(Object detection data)
################

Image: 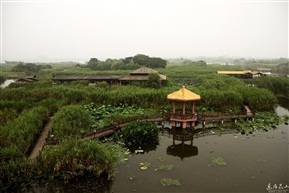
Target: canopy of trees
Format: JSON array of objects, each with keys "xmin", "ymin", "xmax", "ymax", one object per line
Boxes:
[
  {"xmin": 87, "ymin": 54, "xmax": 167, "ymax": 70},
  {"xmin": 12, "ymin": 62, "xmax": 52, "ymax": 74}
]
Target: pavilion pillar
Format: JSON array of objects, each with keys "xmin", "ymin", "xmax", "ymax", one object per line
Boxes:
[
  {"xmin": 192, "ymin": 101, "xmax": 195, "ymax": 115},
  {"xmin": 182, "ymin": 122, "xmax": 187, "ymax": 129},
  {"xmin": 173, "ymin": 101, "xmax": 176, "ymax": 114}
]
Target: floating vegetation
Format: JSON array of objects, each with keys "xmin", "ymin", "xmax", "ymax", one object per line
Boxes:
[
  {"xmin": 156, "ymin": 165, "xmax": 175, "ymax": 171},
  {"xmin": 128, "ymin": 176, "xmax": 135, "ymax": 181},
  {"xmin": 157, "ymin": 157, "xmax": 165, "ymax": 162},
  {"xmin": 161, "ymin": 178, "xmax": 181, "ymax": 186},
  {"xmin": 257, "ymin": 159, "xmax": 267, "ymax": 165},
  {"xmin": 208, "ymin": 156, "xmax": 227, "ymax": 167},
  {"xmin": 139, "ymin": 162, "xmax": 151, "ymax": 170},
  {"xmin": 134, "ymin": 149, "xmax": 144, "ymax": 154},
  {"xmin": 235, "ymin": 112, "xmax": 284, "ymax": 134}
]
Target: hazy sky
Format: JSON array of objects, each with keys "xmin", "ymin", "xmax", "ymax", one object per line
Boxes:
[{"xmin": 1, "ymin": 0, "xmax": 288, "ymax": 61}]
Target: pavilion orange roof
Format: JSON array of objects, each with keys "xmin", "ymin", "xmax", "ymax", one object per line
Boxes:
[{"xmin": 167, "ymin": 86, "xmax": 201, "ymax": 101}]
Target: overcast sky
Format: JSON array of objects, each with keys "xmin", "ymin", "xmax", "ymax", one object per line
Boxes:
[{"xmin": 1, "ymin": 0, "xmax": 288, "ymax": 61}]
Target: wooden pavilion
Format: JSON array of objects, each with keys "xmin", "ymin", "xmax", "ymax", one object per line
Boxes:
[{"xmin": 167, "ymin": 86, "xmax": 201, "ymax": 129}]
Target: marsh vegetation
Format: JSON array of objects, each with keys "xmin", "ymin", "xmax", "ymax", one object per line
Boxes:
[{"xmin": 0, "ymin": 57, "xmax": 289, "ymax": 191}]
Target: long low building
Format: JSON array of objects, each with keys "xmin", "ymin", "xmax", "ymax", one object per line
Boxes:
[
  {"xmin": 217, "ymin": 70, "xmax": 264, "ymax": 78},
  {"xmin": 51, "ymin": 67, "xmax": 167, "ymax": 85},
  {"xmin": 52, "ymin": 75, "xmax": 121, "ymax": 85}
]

################

◆ Instructions for the task
Can you rewrite the data above with "pavilion" changed to "gazebo" everywhere, keeping everything else the same? Leave the pictures out of your answer.

◆ The result
Image: 
Target: canopy of trees
Format: JSON array of objects, each with keys "xmin", "ymin", "xmax", "ymax", one object per line
Boxes:
[
  {"xmin": 87, "ymin": 54, "xmax": 167, "ymax": 70},
  {"xmin": 12, "ymin": 62, "xmax": 52, "ymax": 74}
]
Target: gazebo pillar
Format: JSON array of objects, each with keys "xmin", "ymin", "xmax", "ymax", one object per line
Boxes:
[
  {"xmin": 192, "ymin": 101, "xmax": 195, "ymax": 115},
  {"xmin": 182, "ymin": 122, "xmax": 187, "ymax": 129},
  {"xmin": 173, "ymin": 101, "xmax": 176, "ymax": 114}
]
Target: floating vegetation
Format: JSON array of objects, each with keys "xmin", "ymin", "xmax", "ymax", one object per line
Boxes:
[
  {"xmin": 156, "ymin": 165, "xmax": 175, "ymax": 171},
  {"xmin": 128, "ymin": 176, "xmax": 135, "ymax": 181},
  {"xmin": 157, "ymin": 157, "xmax": 165, "ymax": 162},
  {"xmin": 161, "ymin": 178, "xmax": 181, "ymax": 186},
  {"xmin": 257, "ymin": 159, "xmax": 267, "ymax": 165},
  {"xmin": 208, "ymin": 156, "xmax": 227, "ymax": 167},
  {"xmin": 139, "ymin": 162, "xmax": 151, "ymax": 170},
  {"xmin": 134, "ymin": 149, "xmax": 144, "ymax": 154},
  {"xmin": 235, "ymin": 112, "xmax": 284, "ymax": 134}
]
Target: hazy sky
Format: JSON array of objects, each with keys "xmin", "ymin", "xmax", "ymax", one object per line
Boxes:
[{"xmin": 1, "ymin": 0, "xmax": 288, "ymax": 61}]
Target: gazebo orange roof
Format: JSON array of objects, each with keys "xmin", "ymin", "xmax", "ymax", one object per line
Boxes:
[{"xmin": 167, "ymin": 86, "xmax": 201, "ymax": 101}]
Target: overcast sky
Format: JSON array of objects, each with keys "xmin", "ymin", "xmax", "ymax", one object per line
Boxes:
[{"xmin": 1, "ymin": 0, "xmax": 288, "ymax": 61}]
Target: wooden gazebo
Format: JSON array of objects, each with keys "xmin", "ymin", "xmax", "ymax", one object per line
Boxes:
[{"xmin": 167, "ymin": 86, "xmax": 201, "ymax": 129}]
Target: marsh vegetation
Format: JSON array of objects, each with keys "xmin", "ymin", "xmax", "ymax", one object per line
Boxes:
[{"xmin": 0, "ymin": 57, "xmax": 289, "ymax": 191}]
Target: long low building
Format: JSON array of objects, each with keys "xmin", "ymin", "xmax", "ymax", one object per line
Boxes:
[
  {"xmin": 217, "ymin": 70, "xmax": 264, "ymax": 78},
  {"xmin": 51, "ymin": 67, "xmax": 167, "ymax": 85},
  {"xmin": 52, "ymin": 75, "xmax": 121, "ymax": 85}
]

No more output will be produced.